§ **Set exercise**
Copy out all the items below, swapping "pin" for "marker" and leaving everything else unchanged.

§ **Raw data**
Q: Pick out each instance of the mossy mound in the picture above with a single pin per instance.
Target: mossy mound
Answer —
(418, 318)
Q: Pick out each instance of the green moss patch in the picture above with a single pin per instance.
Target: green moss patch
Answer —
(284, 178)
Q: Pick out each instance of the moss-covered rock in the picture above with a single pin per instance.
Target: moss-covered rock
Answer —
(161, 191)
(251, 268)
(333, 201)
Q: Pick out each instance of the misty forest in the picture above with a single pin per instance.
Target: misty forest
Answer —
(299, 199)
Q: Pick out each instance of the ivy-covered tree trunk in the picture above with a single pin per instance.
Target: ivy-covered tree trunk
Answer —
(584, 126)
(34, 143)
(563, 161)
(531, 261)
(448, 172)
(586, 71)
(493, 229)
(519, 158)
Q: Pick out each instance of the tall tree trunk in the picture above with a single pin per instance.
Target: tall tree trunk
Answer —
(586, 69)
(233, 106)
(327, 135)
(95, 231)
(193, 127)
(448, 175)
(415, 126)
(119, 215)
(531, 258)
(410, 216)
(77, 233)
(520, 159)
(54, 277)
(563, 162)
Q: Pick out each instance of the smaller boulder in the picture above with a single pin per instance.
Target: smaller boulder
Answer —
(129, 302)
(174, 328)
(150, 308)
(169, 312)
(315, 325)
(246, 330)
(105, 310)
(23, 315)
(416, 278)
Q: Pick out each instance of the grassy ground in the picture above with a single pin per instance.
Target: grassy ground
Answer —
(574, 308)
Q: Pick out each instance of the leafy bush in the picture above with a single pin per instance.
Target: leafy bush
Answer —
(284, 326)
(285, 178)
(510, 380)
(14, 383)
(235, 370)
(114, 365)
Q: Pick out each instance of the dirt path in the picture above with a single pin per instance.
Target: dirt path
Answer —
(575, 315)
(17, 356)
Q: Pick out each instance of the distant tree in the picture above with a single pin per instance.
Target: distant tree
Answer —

§ **Response**
Q: Pick out each instance of the mossy mound in the picture above with a single marker per instance.
Target: mossy mound
Answer —
(418, 318)
Q: Pick out each instance of the green moss patch in the picture above with a single marker per instance.
Target: green moss patch
Answer —
(284, 178)
Q: Pick out each instance of the moss-covered rock in the picture above with a single marker per instance.
Target: moss-covered rock
Answer —
(161, 191)
(251, 268)
(333, 201)
Q: Pick out each instance of the misty forest in the picture above with a single marker per instance.
Target: misty forest
Answer —
(299, 199)
Q: Pick out each instance of the ivy-covered tree trunk in the picture above with a single marker per instance.
Target: ivy-covered tree trunk
Answer —
(584, 126)
(34, 143)
(563, 161)
(531, 261)
(448, 172)
(586, 71)
(493, 229)
(519, 158)
Q: Pick out each instance of the tall tree trunk in the picture above with a single marker per instance.
Target: tall tree trunk
Answer —
(586, 69)
(233, 106)
(327, 135)
(95, 231)
(193, 127)
(448, 175)
(415, 126)
(119, 215)
(531, 258)
(410, 216)
(77, 233)
(520, 159)
(54, 277)
(563, 162)
Q: Pick out each instance of the smaller boulder in the picture above with a single marker per instance.
Target: smaller boulder
Answer —
(129, 302)
(174, 328)
(150, 308)
(169, 312)
(315, 325)
(246, 330)
(105, 310)
(23, 315)
(416, 278)
Q: Pick out each instance of the grassy ground in the picture above with a single marker per instance.
Target: grassy ground
Answer —
(574, 308)
Q: Pick out each instance of the leafy bush in the picture above with a single marker per instance.
Target: leafy bush
Answer —
(284, 326)
(285, 178)
(510, 380)
(14, 383)
(235, 370)
(114, 365)
Q: Pick out each instance of the dirt path in the picture above with a single marker per instance.
Target: dirt path
Answer —
(575, 315)
(17, 356)
Q: Pick out each instance of the distant tree in the picture above with a single marker per instance.
Target: distant tree
Answer —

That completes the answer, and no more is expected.